I just figured I'd say something in-case some newbie reads this and thinks that it is acceptable to do since no-one said otherwise


While not wanting to pick on the fella, I thought about it and have to agree with you that his expressed pulling technique is the most dangerous and dumbest thing I have read here.

Every once in a while posters are guilty of talking out of the respective anuses, usually due to ignorance. Some guys do get belligerent or stubborn about it, and I don't feel the need to argue with them as it is like wrasseling in the mud with a porcine. You ain't gonna win, cause said porker likes it.

Thing is, when a man brags about beating up on his equipment and doing something incredibly dangerous, I have to believe he is basically full of carp and just looking for some attention.

Therein, my reaction. Also, It is likely no one would actually behave this way and survive being around farm equipment very long.
 
   / PULLING #63  
I'm with LD1 on this one. A solid jerk on a chain from 20 feet and 10 mph is the way to start busting equipment up. There are times when you may need to slack the chain a little (like let it sag on the ground) in order to let your momentum break something loose, but most of the time you're just putting more stress on it than you need to. If your tractor will pull whatever it is that needs pulling, it should pull it without the jerk.

• [Supplied data]
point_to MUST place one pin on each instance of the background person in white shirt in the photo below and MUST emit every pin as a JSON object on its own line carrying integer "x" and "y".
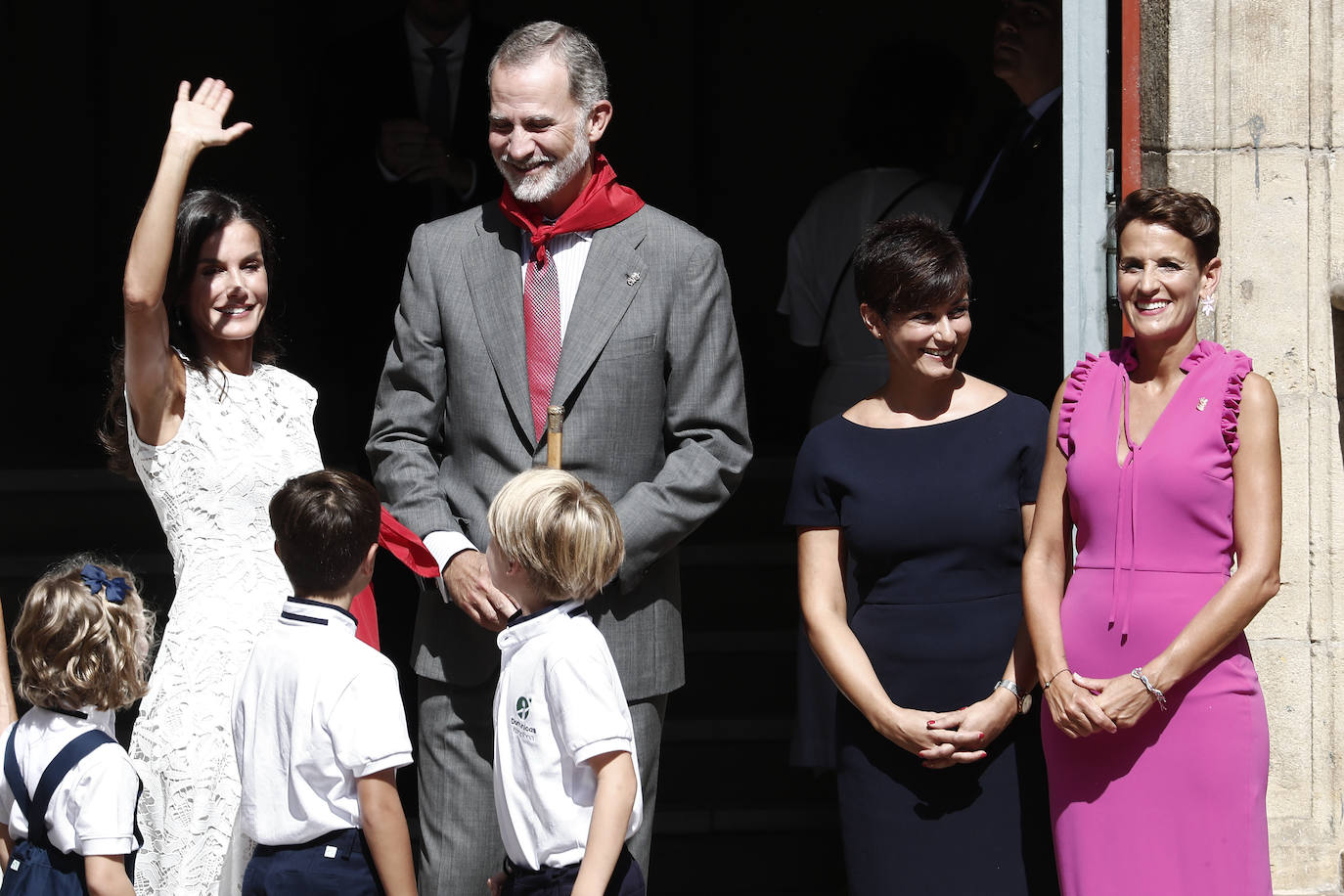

• [Directives]
[1] Please give the tractor-pulling discussion again from "While not wanting" through "for some attention.", renaming "porcine" to "swine".
[2] Go on with the tractor-pulling discussion from the point where it stops.

• [Task-by-task outputs]
[1]
While not wanting to pick on the fella, I thought about it and have to agree with you that his expressed pulling technique is the most dangerous and dumbest thing I have read here.

Every once in a while posters are guilty of talking out of the respective anuses, usually due to ignorance. Some guys do get belligerent or stubborn about it, and I don't feel the need to argue with them as it is like wrasseling in the mud with a swine. You ain't gonna win, cause said porker likes it.

Thing is, when a man brags about beating up on his equipment and doing something incredibly dangerous, I have to believe he is basically full of carp and just looking for some attention.

[2]
 
   / PULLING #64  
I got given my first tractor and had never before had one. I started breaking stuff pretty soon, and then fixing stuff. It took me some time to stop breaking so many things. Fixing the stuff was bad enough, but the parts were expensive. The worst thing was, when it was broken, I didn't have a tractor to use. I benefited greatly from my OJT (on the job training). A wiser man than I once said: "Education is expensive, however you come by it."
 
   / PULLING #65  
And old farmer / stone mason who had already "paid all his tuition bills' told me early on: " the fastest way to move a heavy load is SLOOOOOOOOoooooooooowly"
 
   / PULLING #66  
I actually thought he was pulling everyones leg. The only folks I have ever heard of jerking is 4 wheeler mudder who use a long nylon strap to"jerk" a stuck vehicle out when the cant get enough traction to just pull them. The nylon takes the hard snap out by slowing stretching. Doing that with a chain will usually either leave the chain in two pieces or your tow/towed vehicle in two or more pieces.
 
   / PULLING #68  
I actually thought he was pulling everyones leg. The only folks I have ever heard of jerking is 4 wheeler mudder who use a long nylon strap to"jerk" a stuck vehicle out when the cant get enough traction to just pull them. The nylon takes the hard snap out by slowing stretching. Doing that with a chain will usually either leave the chain in two pieces or your tow/towed vehicle in two or more pieces.

That is the only way I will jerk. With a nylon "snatch-strap" about 30' or 40' long:thumbsup:
 
   / PULLING #69  
When I had my '52 Jeep and lived on the driving beach, I had 100 feet of 3/4" polypropylene with an eye spliced in both ends. I could slingshot heavy rigs from the high sand with no problem. Chains stretch not so much. A stretched chain is a ruined chain.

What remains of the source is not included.